= AIM OF THE EXERCISE =
For the word "target", give the number of lines in these entries that contain it, with nothing else.

Point-per-instance localization data:
━━━━━━━━━━━━━━━━━━━━
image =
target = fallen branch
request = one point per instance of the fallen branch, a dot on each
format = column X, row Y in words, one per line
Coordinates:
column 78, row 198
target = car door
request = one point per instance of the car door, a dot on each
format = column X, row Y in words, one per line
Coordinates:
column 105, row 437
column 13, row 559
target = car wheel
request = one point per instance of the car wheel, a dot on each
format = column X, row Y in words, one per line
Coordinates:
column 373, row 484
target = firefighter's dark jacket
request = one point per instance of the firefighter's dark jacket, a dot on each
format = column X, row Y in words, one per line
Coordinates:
━━━━━━━━━━━━━━━━━━━━
= WORKED SOLUTION =
4